• [AIM] Starting at the line that contains "target | belt", print every remaining line of the entries, unchanged, and output nothing more.

--- START OF PROVIDED ENTRIES ---

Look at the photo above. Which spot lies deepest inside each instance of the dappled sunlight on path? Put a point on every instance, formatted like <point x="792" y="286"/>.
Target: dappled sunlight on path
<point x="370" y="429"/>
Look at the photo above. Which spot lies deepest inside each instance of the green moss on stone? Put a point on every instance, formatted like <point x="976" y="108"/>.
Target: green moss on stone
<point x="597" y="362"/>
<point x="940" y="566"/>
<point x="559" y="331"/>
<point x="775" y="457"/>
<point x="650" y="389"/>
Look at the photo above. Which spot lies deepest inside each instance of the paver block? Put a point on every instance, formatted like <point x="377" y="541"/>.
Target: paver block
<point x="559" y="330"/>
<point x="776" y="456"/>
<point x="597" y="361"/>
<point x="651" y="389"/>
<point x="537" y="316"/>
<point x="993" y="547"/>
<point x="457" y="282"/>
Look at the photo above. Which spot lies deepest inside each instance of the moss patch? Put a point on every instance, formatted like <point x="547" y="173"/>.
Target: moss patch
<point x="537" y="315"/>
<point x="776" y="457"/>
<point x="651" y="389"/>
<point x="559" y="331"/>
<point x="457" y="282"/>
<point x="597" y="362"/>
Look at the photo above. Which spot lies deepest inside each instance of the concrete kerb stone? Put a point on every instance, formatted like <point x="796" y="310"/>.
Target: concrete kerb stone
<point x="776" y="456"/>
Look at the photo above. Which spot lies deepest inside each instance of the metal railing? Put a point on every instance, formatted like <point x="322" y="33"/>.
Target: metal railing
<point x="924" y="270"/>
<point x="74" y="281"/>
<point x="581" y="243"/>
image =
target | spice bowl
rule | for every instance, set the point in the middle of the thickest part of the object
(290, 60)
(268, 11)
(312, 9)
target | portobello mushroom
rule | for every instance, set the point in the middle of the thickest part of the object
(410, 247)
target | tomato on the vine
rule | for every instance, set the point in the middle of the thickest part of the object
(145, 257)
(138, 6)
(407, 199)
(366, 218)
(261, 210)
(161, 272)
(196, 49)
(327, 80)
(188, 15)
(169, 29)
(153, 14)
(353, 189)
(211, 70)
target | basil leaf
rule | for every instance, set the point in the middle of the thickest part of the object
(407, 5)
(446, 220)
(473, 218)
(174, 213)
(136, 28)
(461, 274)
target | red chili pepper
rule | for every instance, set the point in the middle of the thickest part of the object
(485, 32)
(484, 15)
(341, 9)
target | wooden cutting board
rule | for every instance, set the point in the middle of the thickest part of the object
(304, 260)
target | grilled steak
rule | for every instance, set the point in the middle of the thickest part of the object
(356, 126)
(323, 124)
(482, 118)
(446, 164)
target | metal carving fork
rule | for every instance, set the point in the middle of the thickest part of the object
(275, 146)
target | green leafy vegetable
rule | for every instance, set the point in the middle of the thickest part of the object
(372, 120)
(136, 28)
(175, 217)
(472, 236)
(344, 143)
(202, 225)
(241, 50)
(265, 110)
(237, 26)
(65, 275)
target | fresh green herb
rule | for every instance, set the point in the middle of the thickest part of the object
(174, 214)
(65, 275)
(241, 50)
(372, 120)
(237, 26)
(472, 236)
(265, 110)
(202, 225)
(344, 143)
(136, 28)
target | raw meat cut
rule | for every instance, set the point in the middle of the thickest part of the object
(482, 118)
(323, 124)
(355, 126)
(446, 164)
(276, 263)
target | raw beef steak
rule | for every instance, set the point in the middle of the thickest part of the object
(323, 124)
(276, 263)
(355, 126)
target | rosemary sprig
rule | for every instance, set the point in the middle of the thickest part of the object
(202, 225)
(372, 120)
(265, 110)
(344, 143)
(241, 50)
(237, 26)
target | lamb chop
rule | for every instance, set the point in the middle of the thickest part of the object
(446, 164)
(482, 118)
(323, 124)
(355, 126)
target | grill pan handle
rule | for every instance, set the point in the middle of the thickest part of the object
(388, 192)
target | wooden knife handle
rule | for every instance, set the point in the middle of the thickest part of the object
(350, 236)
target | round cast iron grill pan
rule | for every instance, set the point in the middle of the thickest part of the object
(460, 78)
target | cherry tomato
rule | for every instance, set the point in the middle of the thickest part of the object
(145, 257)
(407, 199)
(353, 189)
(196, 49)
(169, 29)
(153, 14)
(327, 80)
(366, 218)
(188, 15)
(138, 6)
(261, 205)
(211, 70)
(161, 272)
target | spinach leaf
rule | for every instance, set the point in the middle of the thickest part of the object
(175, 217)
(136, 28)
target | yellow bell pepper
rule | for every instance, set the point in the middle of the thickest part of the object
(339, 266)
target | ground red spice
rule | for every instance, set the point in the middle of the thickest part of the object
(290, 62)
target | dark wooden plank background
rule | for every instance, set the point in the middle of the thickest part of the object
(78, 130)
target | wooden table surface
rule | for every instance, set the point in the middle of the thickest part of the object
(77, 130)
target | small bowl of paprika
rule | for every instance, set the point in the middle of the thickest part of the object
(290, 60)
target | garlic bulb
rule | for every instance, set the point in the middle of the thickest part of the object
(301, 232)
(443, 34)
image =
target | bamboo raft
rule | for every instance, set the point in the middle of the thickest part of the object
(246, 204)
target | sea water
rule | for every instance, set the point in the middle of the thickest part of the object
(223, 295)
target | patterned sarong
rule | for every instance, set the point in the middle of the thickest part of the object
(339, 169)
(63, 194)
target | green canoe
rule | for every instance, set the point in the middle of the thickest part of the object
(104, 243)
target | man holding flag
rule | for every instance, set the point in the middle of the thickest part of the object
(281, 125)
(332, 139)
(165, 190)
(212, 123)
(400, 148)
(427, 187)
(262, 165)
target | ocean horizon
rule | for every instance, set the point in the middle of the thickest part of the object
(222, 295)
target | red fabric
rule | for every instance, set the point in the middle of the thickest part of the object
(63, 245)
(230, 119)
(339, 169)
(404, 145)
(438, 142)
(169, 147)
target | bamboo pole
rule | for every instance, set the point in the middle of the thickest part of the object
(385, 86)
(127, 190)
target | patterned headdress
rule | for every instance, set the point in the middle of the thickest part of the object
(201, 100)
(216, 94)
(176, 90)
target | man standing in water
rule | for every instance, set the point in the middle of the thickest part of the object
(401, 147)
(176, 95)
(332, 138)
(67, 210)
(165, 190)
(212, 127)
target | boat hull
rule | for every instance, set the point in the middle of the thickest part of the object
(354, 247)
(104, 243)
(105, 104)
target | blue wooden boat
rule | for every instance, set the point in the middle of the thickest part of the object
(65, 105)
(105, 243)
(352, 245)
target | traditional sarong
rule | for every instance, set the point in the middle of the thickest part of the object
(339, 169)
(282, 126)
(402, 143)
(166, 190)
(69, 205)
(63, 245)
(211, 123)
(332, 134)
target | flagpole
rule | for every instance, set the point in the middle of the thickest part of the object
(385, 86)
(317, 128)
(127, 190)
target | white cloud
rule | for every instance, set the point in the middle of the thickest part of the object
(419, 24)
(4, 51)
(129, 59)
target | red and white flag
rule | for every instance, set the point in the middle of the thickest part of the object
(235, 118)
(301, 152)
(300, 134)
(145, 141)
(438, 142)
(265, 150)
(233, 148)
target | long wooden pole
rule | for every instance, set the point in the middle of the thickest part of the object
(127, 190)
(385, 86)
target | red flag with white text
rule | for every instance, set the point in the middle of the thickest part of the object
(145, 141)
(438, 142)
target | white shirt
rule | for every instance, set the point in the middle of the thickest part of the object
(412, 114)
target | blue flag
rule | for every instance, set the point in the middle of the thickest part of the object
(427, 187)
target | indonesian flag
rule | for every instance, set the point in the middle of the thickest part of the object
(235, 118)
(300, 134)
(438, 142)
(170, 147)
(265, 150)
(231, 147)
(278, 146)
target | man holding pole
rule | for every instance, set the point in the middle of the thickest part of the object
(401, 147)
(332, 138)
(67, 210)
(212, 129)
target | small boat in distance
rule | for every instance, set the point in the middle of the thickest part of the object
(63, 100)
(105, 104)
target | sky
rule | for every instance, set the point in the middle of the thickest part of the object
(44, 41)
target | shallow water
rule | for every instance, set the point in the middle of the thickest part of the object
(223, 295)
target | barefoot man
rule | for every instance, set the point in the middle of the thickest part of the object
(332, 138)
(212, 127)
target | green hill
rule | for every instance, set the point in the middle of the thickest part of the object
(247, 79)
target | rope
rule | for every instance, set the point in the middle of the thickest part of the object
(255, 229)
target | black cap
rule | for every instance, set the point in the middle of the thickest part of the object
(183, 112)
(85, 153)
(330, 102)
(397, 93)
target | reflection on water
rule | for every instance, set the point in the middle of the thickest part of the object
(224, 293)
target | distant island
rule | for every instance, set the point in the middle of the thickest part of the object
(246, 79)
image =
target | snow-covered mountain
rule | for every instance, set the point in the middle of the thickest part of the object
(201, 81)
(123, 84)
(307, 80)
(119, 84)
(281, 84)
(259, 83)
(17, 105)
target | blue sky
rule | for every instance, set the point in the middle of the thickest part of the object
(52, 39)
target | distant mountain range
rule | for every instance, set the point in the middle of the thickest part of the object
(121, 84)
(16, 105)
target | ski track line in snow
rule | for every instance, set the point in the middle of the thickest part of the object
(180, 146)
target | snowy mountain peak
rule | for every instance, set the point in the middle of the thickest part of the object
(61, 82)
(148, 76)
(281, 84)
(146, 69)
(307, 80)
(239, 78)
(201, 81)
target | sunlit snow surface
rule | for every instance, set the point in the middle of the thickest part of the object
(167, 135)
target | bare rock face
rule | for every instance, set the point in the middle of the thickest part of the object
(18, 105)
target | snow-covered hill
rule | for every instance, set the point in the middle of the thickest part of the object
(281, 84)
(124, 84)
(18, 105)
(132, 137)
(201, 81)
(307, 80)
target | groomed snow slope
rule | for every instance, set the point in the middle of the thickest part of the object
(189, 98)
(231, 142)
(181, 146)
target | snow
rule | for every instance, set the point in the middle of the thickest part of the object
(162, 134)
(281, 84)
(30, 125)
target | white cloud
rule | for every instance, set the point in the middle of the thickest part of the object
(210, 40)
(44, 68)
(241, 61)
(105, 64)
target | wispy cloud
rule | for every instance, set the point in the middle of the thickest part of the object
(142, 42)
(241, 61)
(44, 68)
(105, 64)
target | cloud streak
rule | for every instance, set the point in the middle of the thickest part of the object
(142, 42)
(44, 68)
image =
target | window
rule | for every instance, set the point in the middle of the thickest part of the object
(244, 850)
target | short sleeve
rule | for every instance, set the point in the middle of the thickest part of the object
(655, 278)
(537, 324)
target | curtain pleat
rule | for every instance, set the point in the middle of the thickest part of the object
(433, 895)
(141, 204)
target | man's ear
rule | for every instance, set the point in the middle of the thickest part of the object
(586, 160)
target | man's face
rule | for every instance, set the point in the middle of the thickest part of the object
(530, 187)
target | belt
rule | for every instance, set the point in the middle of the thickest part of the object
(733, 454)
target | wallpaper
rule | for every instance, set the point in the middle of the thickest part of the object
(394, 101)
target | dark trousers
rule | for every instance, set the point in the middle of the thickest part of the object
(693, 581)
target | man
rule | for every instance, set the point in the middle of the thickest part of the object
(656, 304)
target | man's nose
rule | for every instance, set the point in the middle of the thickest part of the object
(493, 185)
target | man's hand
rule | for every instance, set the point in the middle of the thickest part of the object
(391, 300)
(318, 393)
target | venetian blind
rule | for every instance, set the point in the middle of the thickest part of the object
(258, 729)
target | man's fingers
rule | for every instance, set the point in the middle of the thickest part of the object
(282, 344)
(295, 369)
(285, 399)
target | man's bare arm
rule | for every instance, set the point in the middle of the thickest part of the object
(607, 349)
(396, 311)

--- END OF PROVIDED ENTRIES ---

• [RESULT FOR THIS EXERCISE]
target | belt
rule | for every instance, set the point in the middle of the thickest part of the object
(733, 454)
target | wallpaper
rule | for every instance, set the point in the middle of the thickest part of the object
(394, 101)
target | dark trousers
rule | for every instance, set the point in the middle of the thickest part of the object
(693, 581)
target | man
rule | for every instance, set the point in the middle of the thickest part of the object
(656, 304)
target | man's nose
rule | for every instance, set the point in the middle of the thickest part of the object
(493, 185)
target | man's hand
rule | for every instance, set the point in the middle of the thickest part of the object
(391, 300)
(318, 393)
target | venetian blind
rule | for every instance, set the point in the middle of the thickest part of the object
(258, 729)
target | man's fingers
rule | for every instance, set the point in the middle of the thickest part of the object
(282, 344)
(295, 369)
(285, 399)
target | man's bare arm
rule | for every instance, set the point in the middle of the thickest part of the object
(607, 349)
(396, 311)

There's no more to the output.